Source records:
-*-
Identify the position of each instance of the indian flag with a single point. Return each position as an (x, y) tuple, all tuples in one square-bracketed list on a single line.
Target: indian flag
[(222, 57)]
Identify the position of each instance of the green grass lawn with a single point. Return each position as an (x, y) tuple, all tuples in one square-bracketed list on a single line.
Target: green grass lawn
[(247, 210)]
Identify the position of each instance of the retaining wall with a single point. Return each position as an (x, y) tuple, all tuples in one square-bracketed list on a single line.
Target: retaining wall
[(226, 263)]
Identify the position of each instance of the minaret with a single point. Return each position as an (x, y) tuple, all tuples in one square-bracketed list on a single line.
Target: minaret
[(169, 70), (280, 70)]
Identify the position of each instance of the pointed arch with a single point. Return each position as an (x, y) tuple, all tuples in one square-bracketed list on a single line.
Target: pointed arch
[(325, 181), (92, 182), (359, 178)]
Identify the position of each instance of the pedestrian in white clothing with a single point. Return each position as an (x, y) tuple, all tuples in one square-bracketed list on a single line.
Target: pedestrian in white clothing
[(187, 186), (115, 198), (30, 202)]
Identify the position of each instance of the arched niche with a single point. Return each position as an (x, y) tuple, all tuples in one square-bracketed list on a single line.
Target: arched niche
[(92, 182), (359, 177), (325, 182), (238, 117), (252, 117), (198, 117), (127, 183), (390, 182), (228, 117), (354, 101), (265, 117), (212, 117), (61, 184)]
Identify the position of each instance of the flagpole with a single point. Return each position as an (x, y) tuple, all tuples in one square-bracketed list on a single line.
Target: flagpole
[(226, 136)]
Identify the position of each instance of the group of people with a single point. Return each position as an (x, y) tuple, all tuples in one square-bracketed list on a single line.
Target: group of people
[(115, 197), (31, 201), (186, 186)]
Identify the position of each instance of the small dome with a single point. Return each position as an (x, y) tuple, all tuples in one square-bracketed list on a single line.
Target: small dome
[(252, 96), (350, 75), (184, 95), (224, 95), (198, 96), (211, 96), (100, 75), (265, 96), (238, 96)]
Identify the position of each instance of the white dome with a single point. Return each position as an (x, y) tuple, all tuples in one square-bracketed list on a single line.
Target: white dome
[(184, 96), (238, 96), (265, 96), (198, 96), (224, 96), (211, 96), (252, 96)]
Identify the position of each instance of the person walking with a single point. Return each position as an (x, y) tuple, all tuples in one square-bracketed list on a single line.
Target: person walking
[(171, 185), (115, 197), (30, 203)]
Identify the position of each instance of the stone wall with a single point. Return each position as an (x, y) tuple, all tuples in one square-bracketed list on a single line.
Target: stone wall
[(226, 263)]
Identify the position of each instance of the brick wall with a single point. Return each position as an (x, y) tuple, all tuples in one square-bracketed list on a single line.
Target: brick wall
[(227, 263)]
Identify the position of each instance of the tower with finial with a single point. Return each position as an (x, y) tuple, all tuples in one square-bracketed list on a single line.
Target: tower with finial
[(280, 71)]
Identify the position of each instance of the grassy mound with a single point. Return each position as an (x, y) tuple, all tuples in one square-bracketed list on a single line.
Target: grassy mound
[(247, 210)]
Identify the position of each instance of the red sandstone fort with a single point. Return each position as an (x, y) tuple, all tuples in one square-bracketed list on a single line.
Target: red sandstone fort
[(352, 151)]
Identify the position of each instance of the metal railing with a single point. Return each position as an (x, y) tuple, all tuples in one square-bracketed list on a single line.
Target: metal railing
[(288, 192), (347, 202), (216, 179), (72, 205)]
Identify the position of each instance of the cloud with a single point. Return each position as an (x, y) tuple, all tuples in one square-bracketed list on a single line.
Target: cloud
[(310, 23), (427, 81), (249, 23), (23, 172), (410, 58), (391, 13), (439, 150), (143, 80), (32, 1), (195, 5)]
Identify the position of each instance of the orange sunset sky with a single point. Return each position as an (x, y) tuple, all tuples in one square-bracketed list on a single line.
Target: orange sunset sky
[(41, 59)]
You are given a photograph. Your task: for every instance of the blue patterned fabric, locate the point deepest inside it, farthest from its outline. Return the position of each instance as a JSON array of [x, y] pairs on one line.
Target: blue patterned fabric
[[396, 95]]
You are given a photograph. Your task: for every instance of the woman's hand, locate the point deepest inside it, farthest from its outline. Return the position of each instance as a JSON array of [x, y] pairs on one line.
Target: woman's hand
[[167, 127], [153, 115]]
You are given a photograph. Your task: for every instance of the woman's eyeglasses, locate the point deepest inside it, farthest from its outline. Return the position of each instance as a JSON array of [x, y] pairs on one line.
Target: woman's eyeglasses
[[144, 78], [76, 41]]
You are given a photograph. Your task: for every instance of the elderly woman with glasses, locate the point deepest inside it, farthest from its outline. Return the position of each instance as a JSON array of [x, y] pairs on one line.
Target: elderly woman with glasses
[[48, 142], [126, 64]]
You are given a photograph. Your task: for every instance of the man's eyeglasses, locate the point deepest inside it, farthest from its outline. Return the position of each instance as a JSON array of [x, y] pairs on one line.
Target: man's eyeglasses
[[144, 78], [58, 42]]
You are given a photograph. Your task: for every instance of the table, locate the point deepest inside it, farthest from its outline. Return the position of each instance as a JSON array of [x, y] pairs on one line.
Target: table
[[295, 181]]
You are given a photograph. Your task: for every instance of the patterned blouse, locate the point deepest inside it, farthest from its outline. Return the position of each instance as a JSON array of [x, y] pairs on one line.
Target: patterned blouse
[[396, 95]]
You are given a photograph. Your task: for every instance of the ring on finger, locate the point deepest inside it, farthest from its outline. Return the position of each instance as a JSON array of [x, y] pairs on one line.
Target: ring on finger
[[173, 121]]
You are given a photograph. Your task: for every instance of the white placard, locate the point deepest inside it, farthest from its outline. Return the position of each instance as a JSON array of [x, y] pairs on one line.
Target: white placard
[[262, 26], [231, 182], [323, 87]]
-*-
## Problem details
The records above need copying again. Keep each word as it is.

## Written solution
Identify the position of each instance of the indian flag with a single point. Return each position as an (x, y) tuple, all tuples in one square-bracketed list on a single line.
Target: indian flag
[(222, 57)]
Identify the position of each instance of the green grass lawn with a single point. Return each position as an (x, y) tuple, all tuples in one square-bracketed list on a single line.
Target: green grass lawn
[(247, 210)]
Identify the position of each instance of the retaining wall with a single point. Return each position as an (x, y) tuple, all tuples in one square-bracketed list on a single line.
Target: retaining wall
[(226, 263)]
Identify the position of each instance of the minaret with a single point. Return each position as an (x, y) tuple, all tuples in one square-bracketed list on a single line.
Target: minaret
[(169, 70), (280, 70)]
Identify the position of each instance of the pointed arch with a single point. Return each position as an (x, y) tuple, all tuples in one square-bracketed list on a single line.
Target: pointed arch
[(325, 181), (92, 182), (359, 178)]
Identify the position of each instance of the pedestrian in white clothing with a single point. Return each position as an (x, y) tuple, all tuples in one square-bracketed list on a single line.
Target: pedestrian in white clothing
[(187, 186), (115, 198), (30, 202)]
Identify the position of each instance of the arched niche with a single point. Return each position as an (x, y) tuple, all tuples in one square-bracketed list on a single line.
Target: arched niche
[(92, 182), (359, 177), (325, 182), (238, 117), (252, 117), (198, 117), (127, 183), (390, 182), (228, 117), (354, 101), (265, 117), (212, 117), (61, 184)]
Identify the position of each instance of the flagpole with a single point. Return each position as an (x, y) tuple, all tuples in one square-bracketed list on a single line.
Target: flagpole
[(226, 136)]
Identify the position of each instance of the group of people with a single point. Return each position as an (x, y) tuple, all tuples in one square-bracketed list on a single line.
Target: group of people
[(115, 197), (31, 201), (186, 186)]
Identify the position of each instance of the small dome with a single point. Return each position as an (x, y) tuple, all tuples in one square-bracketed list on a single line.
Target: small dome
[(252, 96), (350, 75), (184, 95), (224, 95), (198, 96), (211, 96), (100, 75), (265, 96), (238, 96)]
Identify the position of each instance of the white dome with a single point. Return each position as an (x, y) tuple, all tuples in one square-bracketed list on a single line.
Target: white dome
[(184, 96), (238, 96), (265, 96), (198, 96), (224, 96), (211, 96), (252, 96)]
Identify the position of each instance of the person walking with a single point. Return each position as an (x, y) tuple, all tuples in one square-bracketed list on a single line.
Target: person walking
[(171, 185), (115, 197), (30, 203)]
Identify the position of each instance of the stone wall with a single point. Return each position as an (x, y) tuple, all tuples in one square-bracketed list on a single line.
Target: stone wall
[(226, 263)]
Identify the position of each instance of the brick wall with a single point. Return each position as an (x, y) tuple, all tuples in one square-bracketed list on a single line.
Target: brick wall
[(227, 263)]
Identify the position of each instance of the tower with finial with a single point. Return each position as an (x, y) tuple, all tuples in one square-bracketed list on a single line.
Target: tower with finial
[(280, 71)]
Identify the position of each instance of the grassy mound with a single point. Return each position as an (x, y) tuple, all tuples in one square-bracketed list on a single line.
Target: grassy mound
[(247, 210)]
Identify the position of each instance of the red sandstone fort with a single point. Return each position as an (x, y) tuple, all tuples in one square-bracketed list on a single line.
Target: red sandstone fort
[(352, 151)]
Identify the position of each instance of the metal railing with a single point. Return each position as an (x, y) tuple, all tuples in one square-bracketed list on a single line.
Target: metal railing
[(288, 192), (347, 202), (216, 179), (72, 205)]
Identify the position of each instance of the cloud with a single point. Return each position as an (x, y) tuple, all tuples in one square-bracketed list on a single line.
Target: cloud
[(310, 23), (427, 81), (249, 23), (23, 172), (410, 58), (391, 13), (439, 150), (143, 80), (32, 1), (195, 5)]
Identify the position of each instance of the orange sunset sky with a single point. Return each position as an (x, y) tuple, all tuples in one square-bracketed list on a single line.
Target: orange sunset sky
[(41, 59)]
You are given a photograph. Your task: for every instance of the blue patterned fabric, locate the point deepest inside it, farthest from its outline. Return the position of each instance as a JSON array of [x, y] pairs on one line.
Target: blue patterned fabric
[[396, 95]]
You are given a photograph. Your task: for every instance of the woman's hand, locate the point deepest inside it, farthest from its outline. Return the position of each instance as a JSON array of [x, y] pairs on one line.
Target: woman's hand
[[167, 127], [153, 115]]
You are given a photograph. Your task: for every instance of the woman's eyeglasses, locate the point deepest inside it, farthest from its outline. Return the position of each instance as a JSON array of [x, y] pairs on one line.
Target: woman's eyeglasses
[[144, 78], [76, 41]]
You are given a photograph. Your task: for every instance of the elderly woman with glasses, locate the point deepest inside it, farthest from its outline. Return the position of each instance as a JSON array of [x, y] pairs on one line.
Target: elderly woman with glasses
[[48, 142], [126, 64]]
You are given a photograph. Your task: for every instance of the man's eyeglasses, locate the point deepest inside it, farthest from its outline. Return the position of each instance as a JSON array of [x, y] pairs on one line.
Target: man's eyeglasses
[[144, 78], [58, 42]]
You are given a photograph. Your task: for every instance of the table, locate the point deepest inside it, farthest from its outline. Return the position of each instance as a JSON array of [x, y] pairs on one line.
Target: table
[[295, 181]]
You are given a photograph. Your task: for every instance of the patterned blouse, locate the point deepest inside it, farthest from its outline. Return the position of each instance as a JSON array of [x, y] pairs on one line.
Target: patterned blouse
[[396, 95]]
You are given a photograph. Your task: for every instance of the ring on finger, locate the point deepest inside it, farthest from its outline. Return the position of each instance as a JSON array of [x, y] pairs on one line.
Target: ring on finger
[[173, 121]]
You are given a photograph. Your task: for every instance of the white placard, locate the point deepest inside it, farthest from its outline. Return the position of each instance as a JSON array of [x, y] pairs on one line.
Target: white placard
[[262, 26], [231, 182], [323, 87]]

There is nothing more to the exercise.